AIM
Pick out each line of the listing below that contains the word "wall", matching upper and lower case exactly.

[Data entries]
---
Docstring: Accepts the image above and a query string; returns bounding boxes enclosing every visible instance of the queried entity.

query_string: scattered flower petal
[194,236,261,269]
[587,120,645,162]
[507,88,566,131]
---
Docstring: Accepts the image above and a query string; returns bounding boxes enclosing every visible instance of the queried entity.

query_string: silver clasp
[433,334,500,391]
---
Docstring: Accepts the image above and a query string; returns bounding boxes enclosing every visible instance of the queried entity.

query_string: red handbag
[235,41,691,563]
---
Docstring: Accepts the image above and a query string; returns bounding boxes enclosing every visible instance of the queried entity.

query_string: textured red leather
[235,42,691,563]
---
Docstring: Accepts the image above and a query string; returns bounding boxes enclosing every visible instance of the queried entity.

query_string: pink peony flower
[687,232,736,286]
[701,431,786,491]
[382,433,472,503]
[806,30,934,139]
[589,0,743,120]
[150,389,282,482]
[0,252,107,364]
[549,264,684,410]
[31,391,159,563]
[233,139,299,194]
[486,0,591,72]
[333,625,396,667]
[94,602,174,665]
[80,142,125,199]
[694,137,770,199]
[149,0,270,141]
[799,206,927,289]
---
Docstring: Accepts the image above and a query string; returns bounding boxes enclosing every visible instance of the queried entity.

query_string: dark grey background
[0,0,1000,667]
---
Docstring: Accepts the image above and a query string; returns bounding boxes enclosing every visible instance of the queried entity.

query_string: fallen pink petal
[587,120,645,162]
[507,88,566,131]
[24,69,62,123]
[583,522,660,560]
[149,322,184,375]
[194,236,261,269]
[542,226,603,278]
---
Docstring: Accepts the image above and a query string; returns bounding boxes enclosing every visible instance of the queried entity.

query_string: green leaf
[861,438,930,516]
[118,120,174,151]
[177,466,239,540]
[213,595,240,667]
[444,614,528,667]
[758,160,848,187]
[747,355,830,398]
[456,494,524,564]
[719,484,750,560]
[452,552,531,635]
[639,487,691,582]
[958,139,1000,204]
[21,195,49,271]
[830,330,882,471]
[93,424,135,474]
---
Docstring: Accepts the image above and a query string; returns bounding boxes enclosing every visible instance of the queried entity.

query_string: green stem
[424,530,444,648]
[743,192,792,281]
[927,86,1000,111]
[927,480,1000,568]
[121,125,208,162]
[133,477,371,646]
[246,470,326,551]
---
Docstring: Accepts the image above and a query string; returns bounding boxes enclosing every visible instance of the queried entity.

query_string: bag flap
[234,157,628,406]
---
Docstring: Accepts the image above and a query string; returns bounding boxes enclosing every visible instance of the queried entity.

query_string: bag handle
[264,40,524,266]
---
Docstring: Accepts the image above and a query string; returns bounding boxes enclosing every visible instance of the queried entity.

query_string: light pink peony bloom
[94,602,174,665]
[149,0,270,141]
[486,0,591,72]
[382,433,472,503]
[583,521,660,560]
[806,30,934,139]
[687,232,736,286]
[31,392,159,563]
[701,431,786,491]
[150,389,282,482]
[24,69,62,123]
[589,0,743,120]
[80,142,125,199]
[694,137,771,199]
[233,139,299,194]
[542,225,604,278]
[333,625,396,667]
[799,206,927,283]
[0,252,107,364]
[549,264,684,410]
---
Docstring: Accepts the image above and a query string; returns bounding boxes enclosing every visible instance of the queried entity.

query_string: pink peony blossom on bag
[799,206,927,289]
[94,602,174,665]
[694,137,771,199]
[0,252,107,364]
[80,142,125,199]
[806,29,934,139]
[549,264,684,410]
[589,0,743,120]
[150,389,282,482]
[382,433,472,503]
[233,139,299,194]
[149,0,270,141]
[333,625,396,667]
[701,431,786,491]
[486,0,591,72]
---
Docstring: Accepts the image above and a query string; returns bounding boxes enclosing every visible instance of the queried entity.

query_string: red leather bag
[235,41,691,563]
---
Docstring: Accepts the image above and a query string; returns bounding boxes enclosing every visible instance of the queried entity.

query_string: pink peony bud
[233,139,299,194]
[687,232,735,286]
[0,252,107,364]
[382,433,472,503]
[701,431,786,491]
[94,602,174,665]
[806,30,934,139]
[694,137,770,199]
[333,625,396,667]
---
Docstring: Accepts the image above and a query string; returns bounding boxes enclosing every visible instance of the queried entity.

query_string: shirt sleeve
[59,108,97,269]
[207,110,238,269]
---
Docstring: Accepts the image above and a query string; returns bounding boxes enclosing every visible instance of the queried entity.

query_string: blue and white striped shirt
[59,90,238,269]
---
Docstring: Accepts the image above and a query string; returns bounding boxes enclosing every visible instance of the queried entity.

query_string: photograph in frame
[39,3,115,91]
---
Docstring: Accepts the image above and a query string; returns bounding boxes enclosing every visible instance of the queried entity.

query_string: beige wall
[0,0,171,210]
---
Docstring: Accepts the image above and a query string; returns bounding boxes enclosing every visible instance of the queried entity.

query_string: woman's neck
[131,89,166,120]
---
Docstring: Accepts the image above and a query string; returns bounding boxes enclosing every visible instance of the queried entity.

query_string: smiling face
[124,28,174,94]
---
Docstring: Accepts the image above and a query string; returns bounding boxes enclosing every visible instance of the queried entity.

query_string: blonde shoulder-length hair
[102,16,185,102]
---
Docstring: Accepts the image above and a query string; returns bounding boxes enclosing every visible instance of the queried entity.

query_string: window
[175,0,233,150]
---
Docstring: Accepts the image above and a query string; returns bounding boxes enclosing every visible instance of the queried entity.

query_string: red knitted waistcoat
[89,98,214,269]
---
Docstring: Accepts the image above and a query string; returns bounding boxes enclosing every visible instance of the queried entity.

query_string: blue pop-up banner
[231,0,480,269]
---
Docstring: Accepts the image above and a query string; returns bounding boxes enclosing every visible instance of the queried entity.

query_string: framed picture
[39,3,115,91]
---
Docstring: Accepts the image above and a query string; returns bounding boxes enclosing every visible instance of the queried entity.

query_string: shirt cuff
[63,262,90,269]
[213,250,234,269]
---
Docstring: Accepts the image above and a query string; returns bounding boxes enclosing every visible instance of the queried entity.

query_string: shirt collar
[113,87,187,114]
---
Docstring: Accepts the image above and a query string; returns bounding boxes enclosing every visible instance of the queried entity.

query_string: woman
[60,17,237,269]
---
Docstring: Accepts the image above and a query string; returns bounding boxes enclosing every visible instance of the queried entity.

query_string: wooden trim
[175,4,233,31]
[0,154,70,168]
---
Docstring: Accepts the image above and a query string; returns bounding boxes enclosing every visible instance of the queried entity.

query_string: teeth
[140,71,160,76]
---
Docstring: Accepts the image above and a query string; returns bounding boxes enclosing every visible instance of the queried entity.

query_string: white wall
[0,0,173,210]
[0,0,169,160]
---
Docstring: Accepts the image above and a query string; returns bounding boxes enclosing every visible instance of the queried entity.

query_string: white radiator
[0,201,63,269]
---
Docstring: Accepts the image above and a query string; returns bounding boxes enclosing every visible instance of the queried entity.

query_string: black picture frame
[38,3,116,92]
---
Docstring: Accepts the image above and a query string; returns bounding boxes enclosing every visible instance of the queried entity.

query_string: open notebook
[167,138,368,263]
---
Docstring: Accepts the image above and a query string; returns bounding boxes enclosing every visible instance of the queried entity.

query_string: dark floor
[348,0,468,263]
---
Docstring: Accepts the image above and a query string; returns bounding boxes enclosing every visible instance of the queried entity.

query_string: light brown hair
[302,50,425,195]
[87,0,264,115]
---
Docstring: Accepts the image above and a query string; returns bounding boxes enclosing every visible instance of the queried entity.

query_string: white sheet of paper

TASK RESPONSE
query_string: beige wall
query_string: white wall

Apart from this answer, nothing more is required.